Excerpts from a dataset:
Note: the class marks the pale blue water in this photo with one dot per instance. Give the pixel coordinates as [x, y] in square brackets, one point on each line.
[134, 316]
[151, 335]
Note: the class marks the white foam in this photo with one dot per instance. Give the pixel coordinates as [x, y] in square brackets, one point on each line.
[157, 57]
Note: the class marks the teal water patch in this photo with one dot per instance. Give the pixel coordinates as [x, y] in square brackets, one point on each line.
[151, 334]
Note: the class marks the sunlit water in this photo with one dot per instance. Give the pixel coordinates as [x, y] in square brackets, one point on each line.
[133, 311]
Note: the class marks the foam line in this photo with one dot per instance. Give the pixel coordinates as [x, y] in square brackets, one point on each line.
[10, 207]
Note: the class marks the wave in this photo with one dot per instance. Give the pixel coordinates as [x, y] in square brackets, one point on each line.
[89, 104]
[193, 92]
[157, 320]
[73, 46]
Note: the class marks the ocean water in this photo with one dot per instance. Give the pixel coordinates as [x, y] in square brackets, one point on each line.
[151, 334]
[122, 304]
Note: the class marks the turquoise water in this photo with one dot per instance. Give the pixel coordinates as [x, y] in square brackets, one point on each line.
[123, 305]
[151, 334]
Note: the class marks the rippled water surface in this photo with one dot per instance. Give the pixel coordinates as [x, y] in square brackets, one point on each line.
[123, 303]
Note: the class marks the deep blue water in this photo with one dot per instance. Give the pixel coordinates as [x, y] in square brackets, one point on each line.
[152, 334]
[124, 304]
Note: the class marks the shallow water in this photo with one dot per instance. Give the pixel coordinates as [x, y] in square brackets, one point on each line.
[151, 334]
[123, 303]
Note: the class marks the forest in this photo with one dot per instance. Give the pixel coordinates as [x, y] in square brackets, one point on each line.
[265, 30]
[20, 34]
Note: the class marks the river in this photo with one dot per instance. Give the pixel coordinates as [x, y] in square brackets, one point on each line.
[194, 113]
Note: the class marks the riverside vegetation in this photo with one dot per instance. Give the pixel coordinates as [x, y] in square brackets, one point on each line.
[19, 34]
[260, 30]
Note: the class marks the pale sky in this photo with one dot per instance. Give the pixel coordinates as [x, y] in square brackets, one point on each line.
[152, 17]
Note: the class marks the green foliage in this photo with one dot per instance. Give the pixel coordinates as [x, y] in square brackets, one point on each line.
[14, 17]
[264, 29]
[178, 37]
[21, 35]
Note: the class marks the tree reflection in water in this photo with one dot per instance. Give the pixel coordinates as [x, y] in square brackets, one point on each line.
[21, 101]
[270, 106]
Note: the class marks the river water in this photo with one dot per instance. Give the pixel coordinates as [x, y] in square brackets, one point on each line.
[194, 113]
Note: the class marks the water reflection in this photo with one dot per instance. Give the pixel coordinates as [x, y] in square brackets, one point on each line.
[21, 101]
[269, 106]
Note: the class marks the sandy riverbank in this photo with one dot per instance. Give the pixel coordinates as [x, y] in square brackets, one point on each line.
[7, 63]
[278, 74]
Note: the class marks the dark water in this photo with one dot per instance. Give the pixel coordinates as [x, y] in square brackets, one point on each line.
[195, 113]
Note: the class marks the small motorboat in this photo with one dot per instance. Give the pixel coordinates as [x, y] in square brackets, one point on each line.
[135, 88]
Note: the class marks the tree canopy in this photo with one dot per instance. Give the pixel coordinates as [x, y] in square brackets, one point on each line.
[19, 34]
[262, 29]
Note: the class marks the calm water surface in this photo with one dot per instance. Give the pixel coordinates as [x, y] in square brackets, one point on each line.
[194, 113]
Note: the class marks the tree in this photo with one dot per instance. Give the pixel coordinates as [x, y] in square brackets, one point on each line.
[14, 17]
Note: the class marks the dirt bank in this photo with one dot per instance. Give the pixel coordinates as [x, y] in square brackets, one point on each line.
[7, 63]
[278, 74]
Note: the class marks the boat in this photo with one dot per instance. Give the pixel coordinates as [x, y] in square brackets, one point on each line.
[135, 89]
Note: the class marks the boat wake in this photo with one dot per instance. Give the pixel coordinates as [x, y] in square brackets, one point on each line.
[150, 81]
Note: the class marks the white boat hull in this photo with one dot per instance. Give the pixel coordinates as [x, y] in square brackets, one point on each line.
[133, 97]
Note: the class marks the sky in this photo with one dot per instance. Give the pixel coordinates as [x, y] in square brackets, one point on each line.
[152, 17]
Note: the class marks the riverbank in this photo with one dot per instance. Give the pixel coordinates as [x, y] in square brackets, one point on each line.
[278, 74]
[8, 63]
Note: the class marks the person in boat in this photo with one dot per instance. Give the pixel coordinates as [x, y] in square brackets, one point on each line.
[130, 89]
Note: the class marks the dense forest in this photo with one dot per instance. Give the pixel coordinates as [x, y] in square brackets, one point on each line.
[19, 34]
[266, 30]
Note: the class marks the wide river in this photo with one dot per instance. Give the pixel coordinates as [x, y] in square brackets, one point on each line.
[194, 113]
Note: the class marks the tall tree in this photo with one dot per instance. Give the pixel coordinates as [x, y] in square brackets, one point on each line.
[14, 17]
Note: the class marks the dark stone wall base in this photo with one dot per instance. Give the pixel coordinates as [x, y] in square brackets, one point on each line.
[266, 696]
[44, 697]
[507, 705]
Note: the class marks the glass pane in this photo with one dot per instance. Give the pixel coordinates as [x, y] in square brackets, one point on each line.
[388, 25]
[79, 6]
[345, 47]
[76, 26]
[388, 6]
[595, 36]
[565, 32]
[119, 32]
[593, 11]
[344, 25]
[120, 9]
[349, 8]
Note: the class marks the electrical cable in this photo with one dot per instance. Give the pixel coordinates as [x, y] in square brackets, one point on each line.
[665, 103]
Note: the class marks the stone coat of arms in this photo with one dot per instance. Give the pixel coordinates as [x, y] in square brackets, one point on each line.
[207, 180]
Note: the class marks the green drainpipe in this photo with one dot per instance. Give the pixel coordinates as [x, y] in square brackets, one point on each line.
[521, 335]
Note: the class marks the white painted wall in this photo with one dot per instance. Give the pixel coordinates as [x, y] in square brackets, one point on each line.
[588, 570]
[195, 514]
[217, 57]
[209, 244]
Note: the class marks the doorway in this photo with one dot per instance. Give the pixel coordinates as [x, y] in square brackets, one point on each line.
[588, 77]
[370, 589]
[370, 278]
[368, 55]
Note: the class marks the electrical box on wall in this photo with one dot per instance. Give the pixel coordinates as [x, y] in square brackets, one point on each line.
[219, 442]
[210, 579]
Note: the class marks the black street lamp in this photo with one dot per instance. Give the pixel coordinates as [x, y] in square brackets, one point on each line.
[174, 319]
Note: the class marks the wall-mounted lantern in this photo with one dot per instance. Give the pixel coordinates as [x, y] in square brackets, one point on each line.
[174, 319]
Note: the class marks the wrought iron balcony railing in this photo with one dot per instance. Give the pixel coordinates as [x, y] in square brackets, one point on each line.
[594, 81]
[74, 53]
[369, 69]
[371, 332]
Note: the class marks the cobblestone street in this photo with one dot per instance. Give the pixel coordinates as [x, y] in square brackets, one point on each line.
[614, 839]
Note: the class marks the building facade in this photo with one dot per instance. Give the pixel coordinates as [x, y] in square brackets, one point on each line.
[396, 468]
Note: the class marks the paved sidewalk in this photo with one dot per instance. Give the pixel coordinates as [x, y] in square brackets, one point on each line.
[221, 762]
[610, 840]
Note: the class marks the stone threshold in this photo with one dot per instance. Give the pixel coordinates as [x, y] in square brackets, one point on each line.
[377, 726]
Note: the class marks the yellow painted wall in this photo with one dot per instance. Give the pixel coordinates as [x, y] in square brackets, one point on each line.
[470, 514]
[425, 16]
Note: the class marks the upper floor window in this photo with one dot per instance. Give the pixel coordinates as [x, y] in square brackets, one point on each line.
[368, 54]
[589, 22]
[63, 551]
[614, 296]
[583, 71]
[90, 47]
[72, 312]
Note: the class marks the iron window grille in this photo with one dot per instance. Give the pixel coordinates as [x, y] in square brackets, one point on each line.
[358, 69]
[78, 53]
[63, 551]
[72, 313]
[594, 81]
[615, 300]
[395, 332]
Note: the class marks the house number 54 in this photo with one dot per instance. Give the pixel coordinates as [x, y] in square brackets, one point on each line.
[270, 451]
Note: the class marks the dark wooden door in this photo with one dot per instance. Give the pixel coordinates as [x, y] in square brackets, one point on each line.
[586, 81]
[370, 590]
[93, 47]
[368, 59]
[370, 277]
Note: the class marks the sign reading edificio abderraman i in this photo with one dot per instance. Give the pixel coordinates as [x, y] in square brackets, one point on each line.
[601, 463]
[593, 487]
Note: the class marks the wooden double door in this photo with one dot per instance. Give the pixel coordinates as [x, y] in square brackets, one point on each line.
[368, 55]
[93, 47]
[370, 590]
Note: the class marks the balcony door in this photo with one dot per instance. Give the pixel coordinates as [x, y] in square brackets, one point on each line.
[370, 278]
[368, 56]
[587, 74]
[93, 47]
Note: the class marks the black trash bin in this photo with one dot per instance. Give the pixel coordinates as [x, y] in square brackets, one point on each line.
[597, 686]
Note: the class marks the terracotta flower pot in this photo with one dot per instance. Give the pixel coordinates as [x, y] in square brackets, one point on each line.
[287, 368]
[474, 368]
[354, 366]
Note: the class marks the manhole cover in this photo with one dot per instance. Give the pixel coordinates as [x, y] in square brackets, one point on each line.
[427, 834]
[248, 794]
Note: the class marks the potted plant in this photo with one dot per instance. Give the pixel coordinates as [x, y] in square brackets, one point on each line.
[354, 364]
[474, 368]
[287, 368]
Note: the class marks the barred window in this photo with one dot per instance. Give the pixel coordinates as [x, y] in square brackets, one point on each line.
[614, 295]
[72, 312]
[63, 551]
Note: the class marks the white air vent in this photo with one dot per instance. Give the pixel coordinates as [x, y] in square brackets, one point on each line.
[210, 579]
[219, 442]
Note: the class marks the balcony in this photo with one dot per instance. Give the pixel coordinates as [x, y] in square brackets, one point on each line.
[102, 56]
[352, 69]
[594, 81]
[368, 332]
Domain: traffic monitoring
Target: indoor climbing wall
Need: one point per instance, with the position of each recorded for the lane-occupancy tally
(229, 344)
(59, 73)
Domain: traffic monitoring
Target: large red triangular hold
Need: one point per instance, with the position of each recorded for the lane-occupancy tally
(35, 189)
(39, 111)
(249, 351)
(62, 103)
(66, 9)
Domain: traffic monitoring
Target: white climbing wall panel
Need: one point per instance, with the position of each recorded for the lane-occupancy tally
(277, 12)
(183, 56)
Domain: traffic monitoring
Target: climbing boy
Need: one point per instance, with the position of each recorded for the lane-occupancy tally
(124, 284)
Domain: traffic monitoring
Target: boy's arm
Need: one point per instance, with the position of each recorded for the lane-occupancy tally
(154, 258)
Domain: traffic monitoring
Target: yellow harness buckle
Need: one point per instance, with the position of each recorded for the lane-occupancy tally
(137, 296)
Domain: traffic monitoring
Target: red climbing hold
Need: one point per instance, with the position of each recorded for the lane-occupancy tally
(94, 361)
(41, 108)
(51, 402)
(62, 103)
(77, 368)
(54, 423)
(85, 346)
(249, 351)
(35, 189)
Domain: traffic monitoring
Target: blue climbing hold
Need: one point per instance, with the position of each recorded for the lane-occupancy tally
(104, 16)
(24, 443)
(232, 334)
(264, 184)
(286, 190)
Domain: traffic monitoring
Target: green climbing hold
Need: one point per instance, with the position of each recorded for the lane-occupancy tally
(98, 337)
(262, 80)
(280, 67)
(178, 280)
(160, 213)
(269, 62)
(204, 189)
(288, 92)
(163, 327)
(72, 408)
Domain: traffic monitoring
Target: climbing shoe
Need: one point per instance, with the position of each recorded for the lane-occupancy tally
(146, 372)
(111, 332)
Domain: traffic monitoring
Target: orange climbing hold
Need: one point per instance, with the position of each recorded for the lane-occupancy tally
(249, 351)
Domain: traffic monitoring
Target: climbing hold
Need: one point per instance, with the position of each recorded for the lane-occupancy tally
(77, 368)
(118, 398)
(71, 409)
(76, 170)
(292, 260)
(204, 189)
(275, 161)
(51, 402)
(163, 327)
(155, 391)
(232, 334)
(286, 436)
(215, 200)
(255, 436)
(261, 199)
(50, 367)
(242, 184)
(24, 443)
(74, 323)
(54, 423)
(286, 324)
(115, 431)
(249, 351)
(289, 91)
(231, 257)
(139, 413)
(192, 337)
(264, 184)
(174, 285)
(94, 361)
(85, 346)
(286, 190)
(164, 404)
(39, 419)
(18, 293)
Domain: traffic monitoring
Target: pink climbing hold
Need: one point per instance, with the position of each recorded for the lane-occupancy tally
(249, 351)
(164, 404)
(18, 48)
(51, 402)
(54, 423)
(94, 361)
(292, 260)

_THE TASK:_ Copy every line of the records above that holds the word "climbing".

_WRITTEN ANSWER:_
Target: indoor climbing wall
Target: white climbing wall panel
Target: climbing boy
Target: red climbing hold
Target: blue climbing hold
Target: green climbing hold
Target: climbing shoe
Target: orange climbing hold
Target: climbing hold
Target: pink climbing hold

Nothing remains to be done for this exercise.